ACTION ITEM
Pictures aside, repeat every entry exactly.

Start of SOURCE MATERIAL

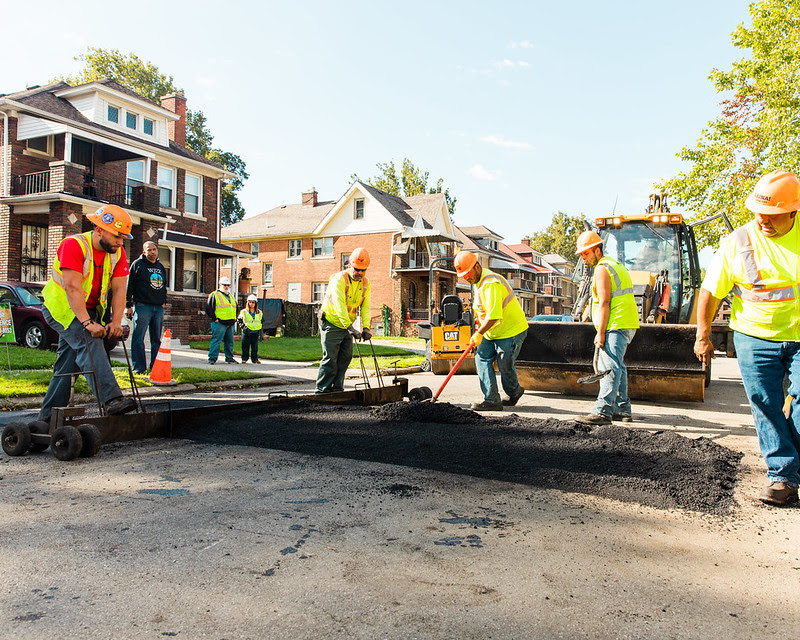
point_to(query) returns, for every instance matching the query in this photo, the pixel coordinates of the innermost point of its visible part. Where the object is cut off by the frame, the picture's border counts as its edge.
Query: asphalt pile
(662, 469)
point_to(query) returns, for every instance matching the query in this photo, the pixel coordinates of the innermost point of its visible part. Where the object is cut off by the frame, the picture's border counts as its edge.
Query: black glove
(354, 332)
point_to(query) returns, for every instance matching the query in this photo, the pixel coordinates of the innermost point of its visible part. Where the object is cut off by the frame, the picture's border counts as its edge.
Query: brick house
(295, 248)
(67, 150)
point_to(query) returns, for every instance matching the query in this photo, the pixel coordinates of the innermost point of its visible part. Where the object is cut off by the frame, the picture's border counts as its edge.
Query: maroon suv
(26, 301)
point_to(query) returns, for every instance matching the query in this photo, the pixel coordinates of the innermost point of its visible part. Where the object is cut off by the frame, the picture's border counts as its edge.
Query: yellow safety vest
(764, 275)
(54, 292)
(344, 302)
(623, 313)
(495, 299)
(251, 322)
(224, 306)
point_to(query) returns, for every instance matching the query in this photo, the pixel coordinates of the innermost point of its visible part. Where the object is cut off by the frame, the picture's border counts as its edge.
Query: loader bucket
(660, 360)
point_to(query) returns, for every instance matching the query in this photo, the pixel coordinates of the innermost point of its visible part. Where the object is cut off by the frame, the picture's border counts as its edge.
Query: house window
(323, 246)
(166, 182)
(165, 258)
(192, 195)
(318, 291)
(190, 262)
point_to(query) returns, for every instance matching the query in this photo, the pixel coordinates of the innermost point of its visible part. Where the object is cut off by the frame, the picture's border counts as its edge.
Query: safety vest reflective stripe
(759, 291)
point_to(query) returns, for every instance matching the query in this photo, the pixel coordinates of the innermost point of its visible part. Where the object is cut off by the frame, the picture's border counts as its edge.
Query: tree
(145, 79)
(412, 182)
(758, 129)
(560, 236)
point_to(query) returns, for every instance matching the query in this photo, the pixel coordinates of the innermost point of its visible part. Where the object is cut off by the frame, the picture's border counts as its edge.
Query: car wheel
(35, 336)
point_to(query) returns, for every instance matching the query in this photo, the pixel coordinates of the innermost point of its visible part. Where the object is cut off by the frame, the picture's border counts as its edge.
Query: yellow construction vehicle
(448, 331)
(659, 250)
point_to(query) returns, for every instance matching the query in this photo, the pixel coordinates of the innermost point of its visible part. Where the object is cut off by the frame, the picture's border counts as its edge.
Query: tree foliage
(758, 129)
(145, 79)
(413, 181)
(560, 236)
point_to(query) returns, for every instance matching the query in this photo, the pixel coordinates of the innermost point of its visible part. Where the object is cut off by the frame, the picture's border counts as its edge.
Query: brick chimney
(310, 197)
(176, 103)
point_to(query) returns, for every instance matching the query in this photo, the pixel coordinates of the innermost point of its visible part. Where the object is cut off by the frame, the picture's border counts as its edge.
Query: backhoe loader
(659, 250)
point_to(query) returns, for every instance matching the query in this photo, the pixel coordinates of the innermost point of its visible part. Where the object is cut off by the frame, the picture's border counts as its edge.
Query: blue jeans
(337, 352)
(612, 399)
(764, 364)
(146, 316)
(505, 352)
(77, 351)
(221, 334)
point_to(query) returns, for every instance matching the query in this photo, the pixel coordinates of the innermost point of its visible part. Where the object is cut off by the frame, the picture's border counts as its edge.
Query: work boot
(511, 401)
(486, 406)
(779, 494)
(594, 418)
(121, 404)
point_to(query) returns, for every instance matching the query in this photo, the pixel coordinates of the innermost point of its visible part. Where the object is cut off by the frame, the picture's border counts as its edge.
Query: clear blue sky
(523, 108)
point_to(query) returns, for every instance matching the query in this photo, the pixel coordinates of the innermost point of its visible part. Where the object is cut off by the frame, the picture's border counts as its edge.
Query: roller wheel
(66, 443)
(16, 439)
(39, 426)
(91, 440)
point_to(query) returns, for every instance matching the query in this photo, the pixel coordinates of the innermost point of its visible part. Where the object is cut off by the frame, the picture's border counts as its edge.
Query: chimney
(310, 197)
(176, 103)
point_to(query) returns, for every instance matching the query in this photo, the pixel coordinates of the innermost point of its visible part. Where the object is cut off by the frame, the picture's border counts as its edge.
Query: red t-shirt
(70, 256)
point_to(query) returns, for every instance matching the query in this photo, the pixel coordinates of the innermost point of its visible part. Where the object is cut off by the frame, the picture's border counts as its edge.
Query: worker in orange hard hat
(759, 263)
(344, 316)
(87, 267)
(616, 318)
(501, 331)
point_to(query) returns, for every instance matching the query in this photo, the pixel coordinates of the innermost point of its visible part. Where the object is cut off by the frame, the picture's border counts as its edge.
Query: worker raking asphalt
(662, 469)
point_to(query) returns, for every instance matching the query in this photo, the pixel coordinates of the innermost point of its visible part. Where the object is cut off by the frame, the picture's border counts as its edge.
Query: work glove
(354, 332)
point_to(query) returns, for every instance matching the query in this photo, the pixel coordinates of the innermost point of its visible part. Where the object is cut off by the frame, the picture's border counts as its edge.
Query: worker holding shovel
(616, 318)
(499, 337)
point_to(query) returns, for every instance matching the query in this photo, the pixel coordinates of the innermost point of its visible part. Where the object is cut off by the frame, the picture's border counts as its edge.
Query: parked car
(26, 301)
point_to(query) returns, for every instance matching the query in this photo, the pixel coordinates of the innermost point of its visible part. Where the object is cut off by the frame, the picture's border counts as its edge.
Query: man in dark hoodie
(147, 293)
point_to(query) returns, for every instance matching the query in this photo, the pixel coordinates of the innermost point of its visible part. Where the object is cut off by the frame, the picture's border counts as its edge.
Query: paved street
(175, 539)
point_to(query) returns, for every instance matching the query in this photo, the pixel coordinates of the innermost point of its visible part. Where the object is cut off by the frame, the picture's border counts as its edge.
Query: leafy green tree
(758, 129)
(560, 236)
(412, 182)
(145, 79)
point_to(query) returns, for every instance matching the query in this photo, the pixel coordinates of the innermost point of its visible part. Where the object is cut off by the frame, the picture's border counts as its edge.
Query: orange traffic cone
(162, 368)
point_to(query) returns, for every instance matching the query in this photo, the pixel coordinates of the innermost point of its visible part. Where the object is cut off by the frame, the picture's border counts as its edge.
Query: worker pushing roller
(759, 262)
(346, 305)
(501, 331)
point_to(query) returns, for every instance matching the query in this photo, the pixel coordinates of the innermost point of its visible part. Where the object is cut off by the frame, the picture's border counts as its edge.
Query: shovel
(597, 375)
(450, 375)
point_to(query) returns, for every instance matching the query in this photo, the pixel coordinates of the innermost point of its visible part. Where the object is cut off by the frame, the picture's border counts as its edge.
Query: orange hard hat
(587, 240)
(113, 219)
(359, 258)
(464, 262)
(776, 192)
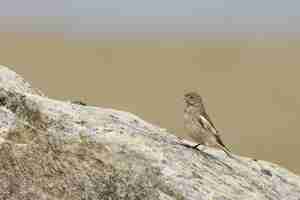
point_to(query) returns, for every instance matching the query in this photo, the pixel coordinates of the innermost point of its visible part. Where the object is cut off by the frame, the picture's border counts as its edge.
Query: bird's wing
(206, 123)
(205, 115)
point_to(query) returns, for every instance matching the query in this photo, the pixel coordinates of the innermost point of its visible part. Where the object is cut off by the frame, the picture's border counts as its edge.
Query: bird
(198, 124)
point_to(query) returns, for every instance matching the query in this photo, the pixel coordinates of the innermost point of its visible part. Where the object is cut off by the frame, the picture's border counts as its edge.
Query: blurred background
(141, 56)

End of SOURCE MATERIAL

TASK RESPONSE
point_to(query) returns, for every instance matching the query in this photo, the pixel coordinates of the innermost point of its visible part. Where the object is cut off by the frame, the picture's border counts as its edge.
Query: asphalt pile
(662, 469)
point_to(query) returns, for every instance matching the query in this photo, the pixel coordinates of the innermost point of its visible part. Where the object is cut off by the frame, the picture's border counts as its edge.
Query: black glove
(354, 332)
point_to(query) returns, for every instance matching the query in this photo, the pixel coordinates of the innermost point of its visible part. Where the object is cut off by the frame, the picture's border counts as its edge.
Query: brick house
(295, 248)
(67, 150)
point_to(query) returns, for every instance matching the query in this photo, the pixel coordinates of the innermost point of its visible part. Where the object is cut off by the frame, the picture's border counts as its edge.
Query: maroon suv
(26, 301)
point_to(query) returns, for every instance matching the query in this photo, the pixel coordinates of the innermost point of its visible part. Where the object is cut off by the frame, the picture's border counts as its edge.
Query: yellow safety vest
(764, 275)
(54, 292)
(344, 302)
(623, 313)
(495, 299)
(251, 322)
(224, 306)
point_to(query) returns, for every instance matching the query in this photo, the pixel coordinates of the innermost point of its visible part. Where the object is cut off by the frame, the picture's border counts as its edge.
Query: loader bucket
(660, 360)
point_to(query) returns, for every instance matching the query in this photo, the pixel coordinates of the innermost point of its visible part. Where the object is cut off by the frame, the picture's border counts as its edge.
Query: house window
(323, 246)
(166, 182)
(165, 258)
(192, 195)
(318, 291)
(190, 262)
point_to(query) returns, for every instance matching the query in this photo, the pixel coordinates of the innermost point of its visible part. Where the object is cut off by the frame, the picture's border counts as its edge.
Query: safety vest reflective stripe
(759, 291)
point_to(query) returns, for every instance matching the query in this photo, the pixel coordinates of the innermost point of its visible part. Where the object is cut off by the frame, the picture's border counts as its edge.
Query: tree
(145, 79)
(412, 182)
(758, 129)
(560, 236)
point_to(query) returns, for every instance matching the query in this photo, the pixel coordinates of the innermost point of its visible part. Where the object is cut off by the frame, the picture's border counts as its edge.
Query: car wheel
(35, 336)
point_to(query) returns, for every instance matching the query in this photo, the pixel coordinates of the innermost point of its visible part. Where the object is cut off by the frame, the picture's border counts as its edge.
Query: yellow construction vehicle
(448, 331)
(659, 250)
point_to(query) returns, for every instance matching the query in this photo, the pixel coordinates of the innermost point of its visible part. Where the object is cut off by the frame, the picture's border counts as its edge.
Query: tree foliage
(758, 129)
(145, 79)
(413, 181)
(560, 236)
point_to(query) returns, for every instance matching the query in this photo, the pixel coordinates of the innermost point of its visible part. Where the object is cut off by the frame, the picture's border counts as its edge.
Query: brick chimney
(310, 197)
(176, 103)
point_to(query) returns, for every instance matching the query in this photo, the pixel coordinates of the innermost point of its visible part. Where the object is cut off by the frame, the picture's border counts as its edge.
Query: backhoe loader
(659, 250)
point_to(query) returns, for every instance matching the query in this photo, the pixel coordinates of the innermost point of its visible part. Where the object is cut off by the frame, the picture's border counts as its edge.
Query: blue jeans
(337, 352)
(612, 399)
(764, 364)
(146, 316)
(505, 352)
(77, 351)
(221, 334)
point_to(query) returns, for every instance matching the query in this photo, the pixel coordinates of the innermost point of its visible part. Where the object is cut off by the frame, the picture's border counts as its edge.
Query: work boot
(511, 401)
(486, 406)
(779, 494)
(594, 418)
(121, 404)
point_to(query) returns, for every instance matching the query in this photo, the pixel coordinates of the innermost point of its visible part. Where the object is cut off by the frame, the picture's border counts as its edge.
Query: clear blue sky
(523, 108)
point_to(query) returns, for every instance matching the query in this photo, the pixel coordinates of the innermost point of its visible part. Where the object is cut off by the frame, the picture's border counts as its edge.
Query: roller wheel
(66, 443)
(16, 439)
(39, 426)
(91, 440)
point_to(query) returns, for every instance matching the query in this photo, the pixel coordinates of the innermost point of its visible part. Where the object is cut off by the frame, the picture's border counts as its edge.
Query: chimney
(310, 197)
(176, 103)
point_to(query) returns, for every instance matching the query in this photo, the pixel coordinates of the innermost point of its visible part. Where the object is cut off by the frame, the picture's border counts as its edge.
Query: red t-shirt
(70, 256)
point_to(query) returns, for every instance matching the query in this photo, the pixel coordinates of the innermost point of its visible part. Where the object is cut off by the frame, the picture's border counts as its edge.
Query: worker in orange hard hat
(759, 263)
(344, 316)
(87, 267)
(616, 318)
(501, 331)
point_to(query) returns, for every instance matching the query in this photo, the pixel coordinates of the innermost point of its visible part. Where the object is cut off by the frame, the picture's border counts as its edge.
Query: worker raking asphalt
(662, 469)
point_to(query) returns, for every instance matching the query in this photo, the pixel coordinates of the innermost point of its visible part. Where the object is cut off by the frame, the picture's border counts as its edge.
Query: work glove
(354, 332)
point_to(query) returns, for every instance matching the query in this photo, the pixel coordinates of the innermost point of its visible part. Where the object is cut off by the frame, the picture's border counts as its edge.
Query: worker holding shovel
(616, 318)
(499, 337)
point_to(query) returns, for every instance matching the query in this photo, the pixel coordinates of the innermost point of its visible part. Where the object is cut off by the frame, the picture's border counts as its edge.
Query: parked car
(26, 301)
point_to(query) returns, for every instance matching the query in this photo, the pixel coordinates of the innermost point of its visible part. Where the object is cut off by the frame, the picture's border counts as its edge.
Query: man in dark hoodie
(147, 293)
point_to(query) returns, for every instance matching the query in this photo, the pixel coordinates of the innermost point of its visible part. Where the object is cut off by the frame, the picture's border counts as its edge.
Query: paved street
(175, 539)
point_to(query) returns, for every instance matching the query in this photo, the pixel coordinates of the innermost point of its visible part. Where the object is cut off by the frame, the picture's border counts as its edge.
Query: leafy green tree
(758, 129)
(560, 236)
(412, 182)
(145, 79)
point_to(query) returns, for every instance matching the query in this photo, the pixel coordinates of the innermost point of its visible part. Where the object is cut off by the frame, the picture's border counts as its edge.
Query: orange traffic cone
(162, 368)
point_to(query) returns, for every instance matching the query in this photo, the pixel coordinates of the innermost point of its visible part. Where the object is cut off by the frame, the picture's border counts as its edge.
Query: worker pushing roller
(759, 262)
(346, 305)
(501, 331)
point_to(query) returns, for every instance matching the query in this photo, the pixel coordinates of the innermost point of its visible part. Where the object is cut off by the frame, the picture's border counts as its edge.
Query: shovel
(597, 375)
(450, 375)
point_to(query) returns, for every instance matching the query in this photo, the pixel coordinates of the innermost point of its visible part. Where the object is cut off by the frame, the picture's border counts as its edge.
Query: orange hard hat
(587, 240)
(113, 219)
(359, 258)
(464, 262)
(776, 192)
point_to(query) returns, for every instance matching the query in this photo, the pixel coordinates of the innermost point of its visible part. Where the object is cut off by the frame, the picture's border counts as its edge.
Query: bird's wing
(206, 123)
(205, 115)
point_to(query) returns, for every instance matching the query in this photo, the pixel coordinates of the innermost point of its visible part. Where the object is cut off by the frame, the picture's border counts as its edge.
Query: bird
(198, 124)
point_to(query) returns, for every instance matching the query in this photo, the pixel coordinates of the innermost point of its visible part. Where the object is cut off by the frame, the picture's border counts as its edge.
Query: blurred background
(141, 56)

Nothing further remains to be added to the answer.